* _Extract to read_
Registered: May 2003
Location: Stockholm, Sweden

quote:
Originally posted by rabbitjoker
You pay your ISP for access to the network - that's it.

When you send data from point A to point B it traverses many, many networks (most of which are not your ISPs). Yes, the ISP also pays for access to the network - but belive me, data flows across many, many networks with little or no money changing hands.

What I believe they are trying to do with a data-levy to "guarantee quality and speed" is recoup the cost of network investment and ensure they have capital to invest in future networks.

I do not suspect that this levy will have consumers directly charged. However as the internet migrates more and more to a data-intensive network, with commercial entities using most of this data (the original internet was military, educational - non-revenue based) - it is fair to levy these data-dependent commercial entities for use of networks (networks that currently aren't taking part in the transaction from an economic perspective).

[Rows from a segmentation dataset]
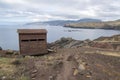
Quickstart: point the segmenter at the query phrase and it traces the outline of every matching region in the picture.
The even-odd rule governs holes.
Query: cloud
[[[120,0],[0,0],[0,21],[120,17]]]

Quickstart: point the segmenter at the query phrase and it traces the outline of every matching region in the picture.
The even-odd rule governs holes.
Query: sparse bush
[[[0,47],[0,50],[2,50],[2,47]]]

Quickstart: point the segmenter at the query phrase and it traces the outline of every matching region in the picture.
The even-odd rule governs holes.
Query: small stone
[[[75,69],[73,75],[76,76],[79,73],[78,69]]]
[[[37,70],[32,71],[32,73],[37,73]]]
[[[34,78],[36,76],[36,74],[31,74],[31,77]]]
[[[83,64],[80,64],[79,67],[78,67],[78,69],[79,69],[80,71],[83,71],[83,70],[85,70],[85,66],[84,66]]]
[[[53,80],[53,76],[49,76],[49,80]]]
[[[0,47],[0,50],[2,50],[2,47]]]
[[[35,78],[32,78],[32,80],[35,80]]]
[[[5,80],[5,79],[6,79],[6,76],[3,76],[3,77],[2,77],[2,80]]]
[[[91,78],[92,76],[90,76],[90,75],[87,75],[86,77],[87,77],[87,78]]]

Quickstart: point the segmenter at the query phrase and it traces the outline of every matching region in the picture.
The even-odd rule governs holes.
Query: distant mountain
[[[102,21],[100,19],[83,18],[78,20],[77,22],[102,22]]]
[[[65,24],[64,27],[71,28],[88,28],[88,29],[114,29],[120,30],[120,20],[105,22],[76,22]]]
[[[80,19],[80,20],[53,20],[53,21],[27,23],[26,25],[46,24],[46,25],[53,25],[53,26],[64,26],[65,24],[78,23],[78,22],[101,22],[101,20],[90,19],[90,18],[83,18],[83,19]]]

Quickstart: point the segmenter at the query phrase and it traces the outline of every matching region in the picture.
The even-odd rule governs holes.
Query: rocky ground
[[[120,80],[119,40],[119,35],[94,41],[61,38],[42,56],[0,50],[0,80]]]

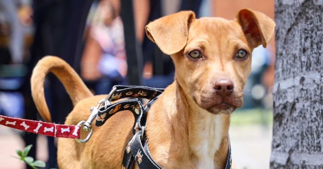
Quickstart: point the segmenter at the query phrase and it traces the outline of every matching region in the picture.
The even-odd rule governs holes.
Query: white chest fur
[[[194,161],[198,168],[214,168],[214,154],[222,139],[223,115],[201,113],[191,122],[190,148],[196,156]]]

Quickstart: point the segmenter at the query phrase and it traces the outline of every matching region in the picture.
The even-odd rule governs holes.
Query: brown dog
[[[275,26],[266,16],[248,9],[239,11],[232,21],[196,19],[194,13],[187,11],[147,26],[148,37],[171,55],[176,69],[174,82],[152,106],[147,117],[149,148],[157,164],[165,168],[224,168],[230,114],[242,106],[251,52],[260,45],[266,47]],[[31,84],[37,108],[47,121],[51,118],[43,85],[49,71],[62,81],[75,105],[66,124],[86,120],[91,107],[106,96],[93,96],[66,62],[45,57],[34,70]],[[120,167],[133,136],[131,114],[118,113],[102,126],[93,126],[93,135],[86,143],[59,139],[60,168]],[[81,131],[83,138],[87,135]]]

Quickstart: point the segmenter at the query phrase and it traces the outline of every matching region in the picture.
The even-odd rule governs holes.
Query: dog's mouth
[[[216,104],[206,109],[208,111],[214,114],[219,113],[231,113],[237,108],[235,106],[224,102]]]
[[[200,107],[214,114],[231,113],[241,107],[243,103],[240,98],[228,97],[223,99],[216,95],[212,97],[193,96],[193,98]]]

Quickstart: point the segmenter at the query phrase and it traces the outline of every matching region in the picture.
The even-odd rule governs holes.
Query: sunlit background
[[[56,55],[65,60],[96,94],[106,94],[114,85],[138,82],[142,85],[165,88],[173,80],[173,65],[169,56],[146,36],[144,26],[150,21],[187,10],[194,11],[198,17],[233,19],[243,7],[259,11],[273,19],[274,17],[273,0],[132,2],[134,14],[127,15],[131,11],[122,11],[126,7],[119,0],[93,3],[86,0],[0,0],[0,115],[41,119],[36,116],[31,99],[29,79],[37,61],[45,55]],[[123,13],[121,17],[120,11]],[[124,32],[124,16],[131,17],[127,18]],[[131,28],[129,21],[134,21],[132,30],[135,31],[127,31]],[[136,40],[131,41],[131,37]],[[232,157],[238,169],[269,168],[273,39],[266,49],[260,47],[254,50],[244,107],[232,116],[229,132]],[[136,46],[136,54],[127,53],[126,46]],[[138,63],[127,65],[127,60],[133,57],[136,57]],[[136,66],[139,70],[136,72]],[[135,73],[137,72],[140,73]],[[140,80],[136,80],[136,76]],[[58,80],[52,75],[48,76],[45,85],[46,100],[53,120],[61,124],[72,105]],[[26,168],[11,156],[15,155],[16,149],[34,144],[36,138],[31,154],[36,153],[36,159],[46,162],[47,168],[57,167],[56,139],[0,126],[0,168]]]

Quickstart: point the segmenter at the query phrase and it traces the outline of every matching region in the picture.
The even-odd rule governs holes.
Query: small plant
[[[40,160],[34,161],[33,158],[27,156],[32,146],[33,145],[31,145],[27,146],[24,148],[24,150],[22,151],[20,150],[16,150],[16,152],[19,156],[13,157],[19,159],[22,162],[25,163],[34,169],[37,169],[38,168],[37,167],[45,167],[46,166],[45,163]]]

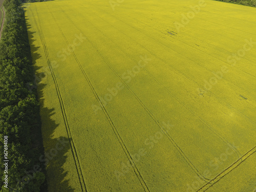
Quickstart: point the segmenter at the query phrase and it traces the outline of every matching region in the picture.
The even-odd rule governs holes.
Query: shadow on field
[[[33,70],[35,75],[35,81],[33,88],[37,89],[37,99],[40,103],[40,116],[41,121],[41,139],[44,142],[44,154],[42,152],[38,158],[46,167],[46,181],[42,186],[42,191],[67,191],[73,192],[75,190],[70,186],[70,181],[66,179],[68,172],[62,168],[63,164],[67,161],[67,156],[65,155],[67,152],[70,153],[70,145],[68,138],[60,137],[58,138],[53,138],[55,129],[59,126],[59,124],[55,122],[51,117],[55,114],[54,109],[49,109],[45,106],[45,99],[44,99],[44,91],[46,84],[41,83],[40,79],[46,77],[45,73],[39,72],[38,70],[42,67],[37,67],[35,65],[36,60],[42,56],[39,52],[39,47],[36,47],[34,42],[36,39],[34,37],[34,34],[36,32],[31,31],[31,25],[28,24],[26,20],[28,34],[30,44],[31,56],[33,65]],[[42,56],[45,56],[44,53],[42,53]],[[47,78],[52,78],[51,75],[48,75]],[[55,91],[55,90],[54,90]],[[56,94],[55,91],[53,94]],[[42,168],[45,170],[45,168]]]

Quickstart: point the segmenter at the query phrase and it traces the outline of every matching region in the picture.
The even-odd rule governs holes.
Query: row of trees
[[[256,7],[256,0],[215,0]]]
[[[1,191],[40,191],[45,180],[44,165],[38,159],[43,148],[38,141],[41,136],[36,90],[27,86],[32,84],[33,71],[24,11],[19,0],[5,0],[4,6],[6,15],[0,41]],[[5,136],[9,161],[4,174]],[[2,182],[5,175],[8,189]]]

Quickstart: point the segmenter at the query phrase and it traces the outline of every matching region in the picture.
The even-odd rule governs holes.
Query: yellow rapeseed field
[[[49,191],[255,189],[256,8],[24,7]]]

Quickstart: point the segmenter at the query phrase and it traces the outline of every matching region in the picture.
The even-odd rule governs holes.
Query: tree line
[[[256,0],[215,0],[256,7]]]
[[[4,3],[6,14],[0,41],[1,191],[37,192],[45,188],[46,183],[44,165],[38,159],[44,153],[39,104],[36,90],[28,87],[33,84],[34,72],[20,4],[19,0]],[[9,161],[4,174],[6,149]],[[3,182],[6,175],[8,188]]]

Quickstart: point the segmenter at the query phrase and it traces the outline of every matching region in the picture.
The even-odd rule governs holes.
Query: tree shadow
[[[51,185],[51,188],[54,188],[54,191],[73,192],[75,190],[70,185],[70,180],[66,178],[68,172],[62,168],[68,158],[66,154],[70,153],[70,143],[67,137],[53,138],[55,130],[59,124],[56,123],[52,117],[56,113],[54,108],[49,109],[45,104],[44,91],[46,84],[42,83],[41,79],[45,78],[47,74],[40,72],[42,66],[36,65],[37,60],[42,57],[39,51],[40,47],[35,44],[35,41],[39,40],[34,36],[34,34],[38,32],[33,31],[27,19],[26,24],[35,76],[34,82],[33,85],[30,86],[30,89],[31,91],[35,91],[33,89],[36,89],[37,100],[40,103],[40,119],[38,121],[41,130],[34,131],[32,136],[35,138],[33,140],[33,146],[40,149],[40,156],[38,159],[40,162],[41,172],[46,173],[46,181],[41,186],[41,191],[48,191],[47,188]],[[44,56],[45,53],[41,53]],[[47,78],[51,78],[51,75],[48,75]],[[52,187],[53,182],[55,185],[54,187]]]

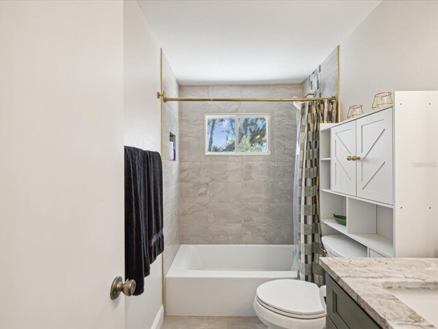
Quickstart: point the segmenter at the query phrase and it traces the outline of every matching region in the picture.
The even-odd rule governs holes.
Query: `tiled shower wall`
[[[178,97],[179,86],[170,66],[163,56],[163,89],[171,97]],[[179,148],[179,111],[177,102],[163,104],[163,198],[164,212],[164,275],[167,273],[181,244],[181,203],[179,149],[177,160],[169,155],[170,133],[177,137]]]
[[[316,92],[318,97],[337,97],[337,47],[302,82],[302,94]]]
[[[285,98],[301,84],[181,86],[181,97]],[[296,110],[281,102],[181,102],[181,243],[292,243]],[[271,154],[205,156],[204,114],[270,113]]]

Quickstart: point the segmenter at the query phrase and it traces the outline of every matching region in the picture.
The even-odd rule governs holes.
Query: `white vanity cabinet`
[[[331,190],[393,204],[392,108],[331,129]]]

==

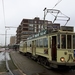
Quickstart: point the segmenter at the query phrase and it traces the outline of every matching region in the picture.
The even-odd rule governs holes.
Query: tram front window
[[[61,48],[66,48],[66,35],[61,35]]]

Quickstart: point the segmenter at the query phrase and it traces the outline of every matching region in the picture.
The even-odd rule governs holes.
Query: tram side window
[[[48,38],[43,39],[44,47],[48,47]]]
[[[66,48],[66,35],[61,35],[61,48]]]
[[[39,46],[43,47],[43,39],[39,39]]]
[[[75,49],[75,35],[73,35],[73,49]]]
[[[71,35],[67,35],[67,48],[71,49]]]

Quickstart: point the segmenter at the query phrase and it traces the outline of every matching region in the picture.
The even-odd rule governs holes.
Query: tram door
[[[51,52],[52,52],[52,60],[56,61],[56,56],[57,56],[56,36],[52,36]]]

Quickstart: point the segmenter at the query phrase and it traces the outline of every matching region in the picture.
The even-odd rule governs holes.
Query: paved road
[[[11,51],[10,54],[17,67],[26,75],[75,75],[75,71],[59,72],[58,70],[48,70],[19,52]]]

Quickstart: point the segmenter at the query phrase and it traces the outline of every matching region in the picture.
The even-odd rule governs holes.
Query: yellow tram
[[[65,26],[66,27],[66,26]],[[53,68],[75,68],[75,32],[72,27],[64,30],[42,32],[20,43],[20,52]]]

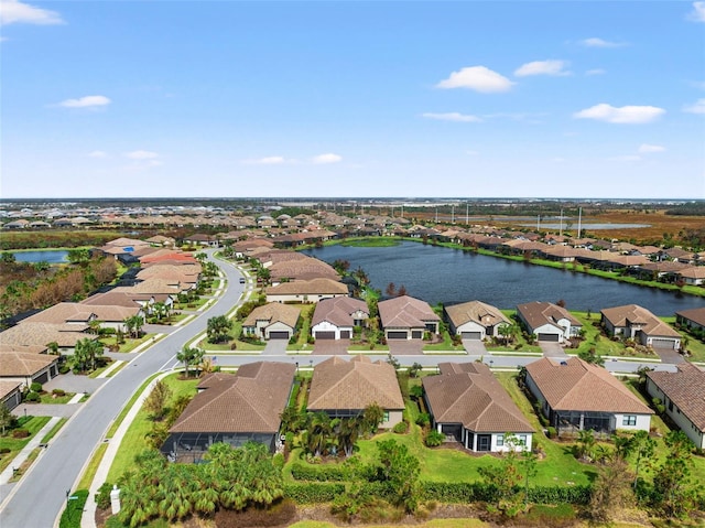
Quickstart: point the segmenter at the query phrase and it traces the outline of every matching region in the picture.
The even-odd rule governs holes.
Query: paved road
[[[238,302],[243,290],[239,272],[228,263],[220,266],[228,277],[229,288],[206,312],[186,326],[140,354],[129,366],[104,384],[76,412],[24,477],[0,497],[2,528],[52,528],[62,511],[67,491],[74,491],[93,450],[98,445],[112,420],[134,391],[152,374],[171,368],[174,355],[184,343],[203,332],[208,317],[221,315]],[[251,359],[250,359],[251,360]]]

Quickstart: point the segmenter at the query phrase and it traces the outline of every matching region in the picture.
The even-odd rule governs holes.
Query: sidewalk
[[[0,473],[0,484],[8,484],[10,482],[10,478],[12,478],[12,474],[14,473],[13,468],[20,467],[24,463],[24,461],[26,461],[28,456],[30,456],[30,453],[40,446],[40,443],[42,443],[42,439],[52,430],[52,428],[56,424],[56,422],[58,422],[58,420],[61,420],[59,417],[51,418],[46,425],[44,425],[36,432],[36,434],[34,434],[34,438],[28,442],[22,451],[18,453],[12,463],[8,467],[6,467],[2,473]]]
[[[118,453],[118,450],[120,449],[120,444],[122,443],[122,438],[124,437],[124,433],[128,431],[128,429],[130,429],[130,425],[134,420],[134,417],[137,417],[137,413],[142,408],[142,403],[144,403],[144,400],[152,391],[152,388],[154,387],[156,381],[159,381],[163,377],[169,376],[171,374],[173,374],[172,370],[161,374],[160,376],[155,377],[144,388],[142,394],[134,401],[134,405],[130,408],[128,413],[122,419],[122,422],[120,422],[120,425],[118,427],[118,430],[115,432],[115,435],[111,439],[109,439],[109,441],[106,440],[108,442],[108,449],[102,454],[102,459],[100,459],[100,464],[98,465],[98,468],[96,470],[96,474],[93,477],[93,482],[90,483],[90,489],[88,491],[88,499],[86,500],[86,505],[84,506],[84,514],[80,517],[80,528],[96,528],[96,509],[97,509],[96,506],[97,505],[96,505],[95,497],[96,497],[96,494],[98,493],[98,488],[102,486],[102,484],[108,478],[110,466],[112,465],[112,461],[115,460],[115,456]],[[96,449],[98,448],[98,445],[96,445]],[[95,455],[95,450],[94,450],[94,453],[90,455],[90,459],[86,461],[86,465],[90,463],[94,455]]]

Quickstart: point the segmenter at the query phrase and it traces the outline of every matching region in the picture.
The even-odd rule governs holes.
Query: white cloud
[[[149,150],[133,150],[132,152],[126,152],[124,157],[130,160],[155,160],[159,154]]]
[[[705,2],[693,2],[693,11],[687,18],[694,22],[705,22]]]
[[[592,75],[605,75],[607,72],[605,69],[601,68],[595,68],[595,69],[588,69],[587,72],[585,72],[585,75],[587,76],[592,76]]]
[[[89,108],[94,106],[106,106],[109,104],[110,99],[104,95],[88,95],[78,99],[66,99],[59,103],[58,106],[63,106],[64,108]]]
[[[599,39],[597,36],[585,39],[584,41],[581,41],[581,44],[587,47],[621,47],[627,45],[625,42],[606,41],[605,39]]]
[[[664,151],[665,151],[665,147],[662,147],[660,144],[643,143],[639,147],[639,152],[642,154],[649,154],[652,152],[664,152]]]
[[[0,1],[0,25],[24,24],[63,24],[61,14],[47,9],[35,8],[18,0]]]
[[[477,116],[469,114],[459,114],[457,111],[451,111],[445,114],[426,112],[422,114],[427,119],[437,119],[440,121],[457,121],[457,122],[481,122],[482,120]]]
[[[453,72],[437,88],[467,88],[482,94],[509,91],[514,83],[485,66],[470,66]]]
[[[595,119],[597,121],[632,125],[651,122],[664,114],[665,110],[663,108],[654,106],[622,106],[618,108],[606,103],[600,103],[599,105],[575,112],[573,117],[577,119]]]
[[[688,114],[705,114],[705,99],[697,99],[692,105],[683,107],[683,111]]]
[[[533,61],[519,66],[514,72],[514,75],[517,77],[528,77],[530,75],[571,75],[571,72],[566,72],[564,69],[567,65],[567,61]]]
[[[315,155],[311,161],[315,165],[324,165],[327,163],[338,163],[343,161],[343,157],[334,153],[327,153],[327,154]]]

* _Task objective_
Resume the forum post on charging commercial users a data levy for network use, continuing after its final sentence.

* _Result of the task_
Again: I'm not certain if this is good or bad - it will very much depend on how it's rolled out (the devil is -always- in the details).


As you already said (and as loconet pointed out), our ISPs pay to get connected to the Internet backbones, so there is your innitiative to maintain and expand networks, MONEY... As I understands it, most of the traffic that is in a certain ISP's network is also going to that ISP's network; Almost all inter-ISP traffic nowadays goes through backbones (contrary to the principles of the Internet, which is a big concern to terror attacks and such but anyway...).

Besides, (I think?) a system where every node on the internet got paid for every single byte you download would be close to impossible to implement. And it would be ineffective as shit and it's nothing we should strive for at all imo.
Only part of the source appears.